▶ **EXERCISE INSTRUCTIONS**:
Keep the pictures out. Copy every line of the listing exactly.

▶ **GIVEN DATA**:

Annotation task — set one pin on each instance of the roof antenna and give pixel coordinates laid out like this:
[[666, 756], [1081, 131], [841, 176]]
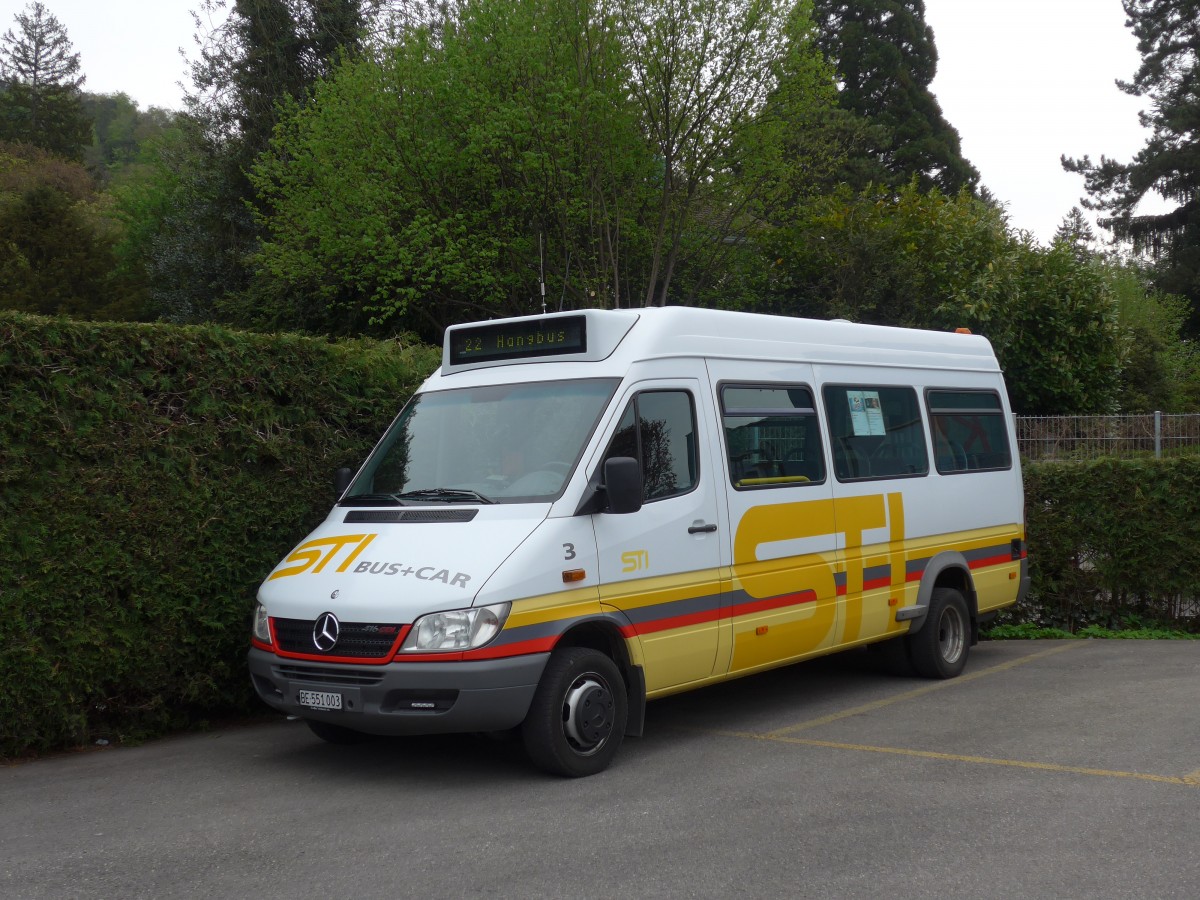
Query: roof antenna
[[564, 281], [541, 277]]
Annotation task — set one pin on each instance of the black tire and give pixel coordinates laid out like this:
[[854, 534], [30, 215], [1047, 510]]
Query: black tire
[[577, 717], [940, 648], [337, 733]]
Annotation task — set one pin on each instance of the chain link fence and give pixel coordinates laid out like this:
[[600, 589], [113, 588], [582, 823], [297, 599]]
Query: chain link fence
[[1093, 437]]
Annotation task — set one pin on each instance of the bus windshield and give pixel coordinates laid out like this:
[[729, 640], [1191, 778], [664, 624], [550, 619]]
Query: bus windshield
[[504, 443]]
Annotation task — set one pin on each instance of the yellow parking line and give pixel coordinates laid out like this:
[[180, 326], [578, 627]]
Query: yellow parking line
[[922, 691], [1193, 779]]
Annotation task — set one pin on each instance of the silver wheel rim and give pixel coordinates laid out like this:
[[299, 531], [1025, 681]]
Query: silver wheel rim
[[588, 714], [952, 636]]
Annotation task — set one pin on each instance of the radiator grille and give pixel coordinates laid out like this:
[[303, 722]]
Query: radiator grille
[[355, 640]]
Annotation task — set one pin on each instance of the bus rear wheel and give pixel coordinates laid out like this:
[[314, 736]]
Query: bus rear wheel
[[577, 717], [940, 648]]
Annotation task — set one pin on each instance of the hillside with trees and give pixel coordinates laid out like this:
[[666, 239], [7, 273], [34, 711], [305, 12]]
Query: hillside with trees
[[379, 168]]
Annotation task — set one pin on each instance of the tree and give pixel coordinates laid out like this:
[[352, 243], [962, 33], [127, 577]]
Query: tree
[[1077, 232], [262, 57], [40, 81], [55, 241], [1169, 163], [922, 259], [718, 85], [430, 185], [886, 60]]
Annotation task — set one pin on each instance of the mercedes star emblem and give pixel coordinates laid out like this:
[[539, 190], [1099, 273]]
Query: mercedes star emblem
[[324, 631]]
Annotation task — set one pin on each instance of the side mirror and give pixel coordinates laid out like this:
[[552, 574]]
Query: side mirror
[[623, 484], [342, 479]]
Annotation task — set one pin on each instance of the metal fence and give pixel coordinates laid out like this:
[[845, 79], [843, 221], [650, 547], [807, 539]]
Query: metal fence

▶ **ANSWER SECTION**:
Annotation task — set one pin on each instance of the roof antenna and give pixel coordinates laid out like this:
[[666, 756], [1081, 131], [841, 176]]
Query: roof antenna
[[564, 281], [541, 277]]
Annotation task — set one pin on each instance of the black tire and give pixel coordinates laid out like this:
[[854, 534], [30, 215], [1047, 510]]
Query: black tire
[[577, 717], [940, 648], [337, 733]]
Annotation task — set one pin on each instance of the chain link fence and give pixel coordinates laid out like this:
[[600, 589], [113, 588], [582, 823], [297, 599]]
Query: chain link fence
[[1093, 437]]
Annotation task — set one pin on each instance of the bus windshield and give pixel coordinates laid out like this:
[[729, 640], [1191, 778], [664, 624], [550, 619]]
Query: bus windshield
[[504, 443]]
Annotation task — set one pin on each instance of the yellow parking line and give pixel coordinates laid out like this:
[[180, 326], [578, 627]]
Query: yellow parking line
[[922, 691], [1193, 779]]
Annotation task — set one pin on each instance of the silver wheel rim and give pixel coordinates laid out like this:
[[299, 531], [1025, 681]]
Query: silver wheel rim
[[588, 714], [952, 636]]
Annotation task — set one pin on each instance of the radiator grille and give pixel coordinates laid out like this:
[[303, 722]]
Query: radiator grille
[[355, 640]]
Annotation task — set one pin on each instance of the bus rear wheel and give pixel coordinates laid out like this:
[[314, 736]]
Query: bus rear wheel
[[577, 717], [940, 648]]
Annotation task — set one pin on each instance of the hillside with trees and give pixel coordinates laid out like this:
[[666, 239], [7, 273], [34, 711], [305, 12]]
Query: hillside with trees
[[379, 168]]
Annotation task — set one pin on each instance of the tree and give pixel coordinates laid out like this:
[[352, 243], [962, 33], [127, 577]]
Query: tree
[[1077, 232], [262, 57], [40, 81], [55, 241], [1169, 163], [922, 259], [718, 85], [430, 185], [886, 60]]
Annotation task — set one pin on each instance of the mercedes star emblem and give pixel coordinates laid out like this:
[[539, 190], [1099, 273]]
Query: mercedes star emblem
[[324, 631]]
Annotation task — set one pin on each instance of the side mirror and give pixel coordinates laid out like this:
[[552, 574]]
Query: side mirror
[[623, 484], [342, 479]]
Annotation task — set one pin on each instance of the metal fence and give pixel coordinates laid out like this:
[[845, 79], [843, 221], [650, 547], [807, 539]]
Query: metal fence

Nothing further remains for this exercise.